Work item >> The lines to repeat are those below from the one containing "# test: point at every instance of the sunflower, one" down to the one containing "# test: point at every instance of the white milk, one", both included; reproduce them exactly and nothing else.

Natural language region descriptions

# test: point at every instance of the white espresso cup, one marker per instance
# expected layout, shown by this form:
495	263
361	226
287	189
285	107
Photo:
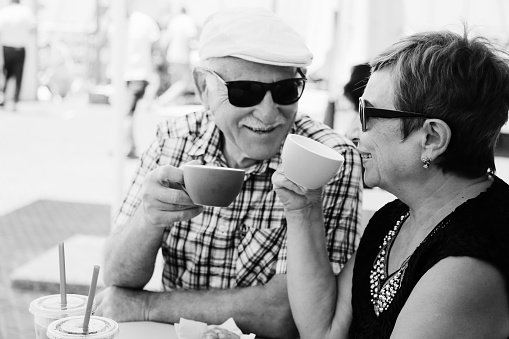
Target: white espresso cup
309	163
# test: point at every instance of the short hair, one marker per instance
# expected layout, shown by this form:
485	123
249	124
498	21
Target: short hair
355	86
462	81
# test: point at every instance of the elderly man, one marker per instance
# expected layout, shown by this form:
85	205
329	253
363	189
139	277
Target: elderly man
227	262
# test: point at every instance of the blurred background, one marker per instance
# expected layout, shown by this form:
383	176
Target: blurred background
63	169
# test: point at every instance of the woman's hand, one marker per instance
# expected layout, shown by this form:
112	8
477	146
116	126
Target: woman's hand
293	196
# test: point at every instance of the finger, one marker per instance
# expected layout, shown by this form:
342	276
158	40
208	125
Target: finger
193	162
167	174
279	180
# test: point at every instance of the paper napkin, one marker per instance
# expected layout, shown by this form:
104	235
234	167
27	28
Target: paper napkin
190	329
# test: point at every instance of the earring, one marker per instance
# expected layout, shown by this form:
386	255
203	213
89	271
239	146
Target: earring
426	161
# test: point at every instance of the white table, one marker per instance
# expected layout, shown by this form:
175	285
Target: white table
146	329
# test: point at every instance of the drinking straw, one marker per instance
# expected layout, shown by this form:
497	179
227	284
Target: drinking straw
63	293
90	301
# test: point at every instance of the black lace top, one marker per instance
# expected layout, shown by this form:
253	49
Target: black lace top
479	228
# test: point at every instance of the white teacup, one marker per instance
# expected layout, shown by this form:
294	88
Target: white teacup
211	185
309	163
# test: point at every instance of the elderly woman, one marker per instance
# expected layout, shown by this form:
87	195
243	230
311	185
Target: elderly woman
433	263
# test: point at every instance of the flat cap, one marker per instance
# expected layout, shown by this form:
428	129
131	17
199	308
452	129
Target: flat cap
253	34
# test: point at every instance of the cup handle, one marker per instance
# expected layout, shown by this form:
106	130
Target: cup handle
182	187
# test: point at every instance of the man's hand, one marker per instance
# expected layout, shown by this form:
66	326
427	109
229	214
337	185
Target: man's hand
163	199
122	304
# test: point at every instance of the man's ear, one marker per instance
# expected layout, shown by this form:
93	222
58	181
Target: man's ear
200	83
437	136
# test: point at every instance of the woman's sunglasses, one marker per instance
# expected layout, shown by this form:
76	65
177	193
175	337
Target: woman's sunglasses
366	112
246	93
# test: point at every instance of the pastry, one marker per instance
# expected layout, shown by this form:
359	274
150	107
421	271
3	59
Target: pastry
219	333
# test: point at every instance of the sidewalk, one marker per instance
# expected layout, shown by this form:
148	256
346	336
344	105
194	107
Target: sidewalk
57	178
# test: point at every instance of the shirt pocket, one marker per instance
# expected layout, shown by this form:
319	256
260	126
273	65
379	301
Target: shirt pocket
258	253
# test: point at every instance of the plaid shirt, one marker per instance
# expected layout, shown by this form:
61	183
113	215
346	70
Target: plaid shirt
243	244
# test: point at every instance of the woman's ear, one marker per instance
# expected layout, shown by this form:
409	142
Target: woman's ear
437	136
200	83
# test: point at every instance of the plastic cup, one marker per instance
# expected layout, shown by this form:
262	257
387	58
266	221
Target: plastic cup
48	309
72	328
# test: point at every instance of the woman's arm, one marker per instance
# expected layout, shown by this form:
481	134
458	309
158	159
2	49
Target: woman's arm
459	297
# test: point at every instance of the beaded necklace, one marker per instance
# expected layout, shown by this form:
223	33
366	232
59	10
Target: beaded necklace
383	288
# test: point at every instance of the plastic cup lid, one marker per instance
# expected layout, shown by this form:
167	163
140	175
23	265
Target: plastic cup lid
50	307
72	327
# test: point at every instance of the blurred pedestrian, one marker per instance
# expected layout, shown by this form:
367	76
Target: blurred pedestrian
17	27
142	36
181	38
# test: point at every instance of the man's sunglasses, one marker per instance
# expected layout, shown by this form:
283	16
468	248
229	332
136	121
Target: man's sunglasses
245	93
366	112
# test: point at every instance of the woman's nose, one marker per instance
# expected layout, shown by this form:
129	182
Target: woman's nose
353	133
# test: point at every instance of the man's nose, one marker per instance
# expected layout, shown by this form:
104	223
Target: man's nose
353	133
266	111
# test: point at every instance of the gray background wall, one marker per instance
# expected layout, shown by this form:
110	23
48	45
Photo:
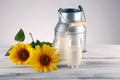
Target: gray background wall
40	17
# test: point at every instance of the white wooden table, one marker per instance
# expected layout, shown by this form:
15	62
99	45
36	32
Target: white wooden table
99	62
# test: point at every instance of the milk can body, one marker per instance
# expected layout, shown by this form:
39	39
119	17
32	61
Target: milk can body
66	16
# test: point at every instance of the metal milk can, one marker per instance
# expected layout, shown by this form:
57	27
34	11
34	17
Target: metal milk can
70	20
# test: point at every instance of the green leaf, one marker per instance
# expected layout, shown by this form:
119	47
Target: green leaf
7	54
20	36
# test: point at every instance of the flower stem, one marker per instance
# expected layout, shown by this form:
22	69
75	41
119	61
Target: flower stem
31	36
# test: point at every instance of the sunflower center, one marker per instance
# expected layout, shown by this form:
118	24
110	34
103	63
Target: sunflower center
23	55
44	60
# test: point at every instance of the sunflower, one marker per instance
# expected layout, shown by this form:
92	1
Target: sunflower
20	53
44	59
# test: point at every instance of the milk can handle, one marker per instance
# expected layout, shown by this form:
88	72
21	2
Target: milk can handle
82	10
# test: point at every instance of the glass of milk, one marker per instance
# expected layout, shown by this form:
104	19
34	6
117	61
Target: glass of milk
73	50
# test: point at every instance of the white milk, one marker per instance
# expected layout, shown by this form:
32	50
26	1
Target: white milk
74	56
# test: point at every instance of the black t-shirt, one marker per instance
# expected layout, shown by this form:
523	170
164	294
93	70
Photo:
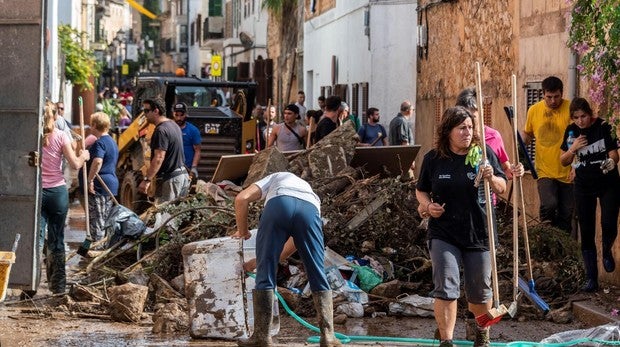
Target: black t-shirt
450	181
588	173
325	126
168	137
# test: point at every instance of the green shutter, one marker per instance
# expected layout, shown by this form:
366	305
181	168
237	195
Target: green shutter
215	8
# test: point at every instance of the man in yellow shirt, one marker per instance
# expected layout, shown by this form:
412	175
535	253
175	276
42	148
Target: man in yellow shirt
546	122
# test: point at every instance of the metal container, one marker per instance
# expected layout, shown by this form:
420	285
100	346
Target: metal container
214	289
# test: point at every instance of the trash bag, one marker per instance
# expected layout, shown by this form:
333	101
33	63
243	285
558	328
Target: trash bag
123	223
367	277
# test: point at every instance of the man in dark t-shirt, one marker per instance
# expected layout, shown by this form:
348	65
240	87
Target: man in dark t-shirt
167	160
329	122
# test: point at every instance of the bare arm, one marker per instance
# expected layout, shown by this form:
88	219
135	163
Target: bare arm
74	160
242	202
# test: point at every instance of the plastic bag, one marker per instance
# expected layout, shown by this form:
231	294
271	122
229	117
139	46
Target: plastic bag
367	277
123	223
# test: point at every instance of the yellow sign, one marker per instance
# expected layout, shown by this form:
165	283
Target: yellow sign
216	66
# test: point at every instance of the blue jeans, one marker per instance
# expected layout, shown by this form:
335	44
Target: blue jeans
54	208
284	217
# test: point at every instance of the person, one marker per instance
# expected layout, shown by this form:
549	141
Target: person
167	162
191	139
493	139
301	98
400	128
289	135
55	196
271	121
457	231
346	115
329	122
546	120
103	159
321	103
372	133
594	154
291	209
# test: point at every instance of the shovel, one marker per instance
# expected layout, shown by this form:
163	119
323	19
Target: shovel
495	314
512	309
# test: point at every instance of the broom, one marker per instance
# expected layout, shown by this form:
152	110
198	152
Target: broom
83	250
494	315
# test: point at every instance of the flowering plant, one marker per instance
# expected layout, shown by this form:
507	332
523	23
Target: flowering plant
595	35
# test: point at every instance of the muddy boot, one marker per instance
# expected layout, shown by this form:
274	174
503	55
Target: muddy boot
589	261
262	301
325	311
483	337
58	275
609	264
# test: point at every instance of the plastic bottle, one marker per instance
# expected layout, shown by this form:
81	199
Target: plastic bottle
570	139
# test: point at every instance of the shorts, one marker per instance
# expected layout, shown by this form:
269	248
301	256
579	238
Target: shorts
447	259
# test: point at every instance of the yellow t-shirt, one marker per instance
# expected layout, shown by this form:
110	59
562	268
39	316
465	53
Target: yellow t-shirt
548	126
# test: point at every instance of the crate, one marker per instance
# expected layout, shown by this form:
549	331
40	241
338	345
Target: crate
6	260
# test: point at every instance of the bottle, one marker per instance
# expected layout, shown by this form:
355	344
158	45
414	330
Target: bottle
570	139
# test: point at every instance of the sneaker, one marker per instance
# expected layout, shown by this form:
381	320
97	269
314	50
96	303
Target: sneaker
483	338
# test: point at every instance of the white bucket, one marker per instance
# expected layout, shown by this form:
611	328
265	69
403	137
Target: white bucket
214	288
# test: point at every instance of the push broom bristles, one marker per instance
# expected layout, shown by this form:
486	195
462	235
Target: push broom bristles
493	316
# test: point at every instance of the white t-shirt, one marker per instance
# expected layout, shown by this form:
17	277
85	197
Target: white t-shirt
286	183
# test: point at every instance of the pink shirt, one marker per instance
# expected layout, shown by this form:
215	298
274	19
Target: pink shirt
51	159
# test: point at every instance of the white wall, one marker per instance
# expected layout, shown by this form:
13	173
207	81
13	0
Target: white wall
386	59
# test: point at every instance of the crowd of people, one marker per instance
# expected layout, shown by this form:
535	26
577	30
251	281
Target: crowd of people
576	162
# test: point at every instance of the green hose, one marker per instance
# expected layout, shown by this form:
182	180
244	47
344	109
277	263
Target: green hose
431	342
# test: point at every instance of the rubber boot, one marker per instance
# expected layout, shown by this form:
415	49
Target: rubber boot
58	274
589	261
324	306
609	264
262	301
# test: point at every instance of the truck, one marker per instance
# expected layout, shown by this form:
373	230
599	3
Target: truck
225	128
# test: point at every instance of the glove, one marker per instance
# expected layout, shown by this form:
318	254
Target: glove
608	165
193	172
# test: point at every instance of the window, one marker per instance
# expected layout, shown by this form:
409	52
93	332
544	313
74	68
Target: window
215	8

Exercise response >>
# test: point at every instance of the sunflower, one marker per instance
# expected layout, shown by this form:
92	1
Target: sunflower
20	53
44	59
# test: point at every instance of the milk can handle, one marker per instance
# expected layout, shown by this form:
88	72
21	2
Target: milk can handle
82	10
# test: point at every instance of the glass of milk, one marker per instance
# expected layout, shown by this form:
104	19
34	6
117	61
Target: glass of milk
73	50
# test: point at every instance of the white milk, one marker per instance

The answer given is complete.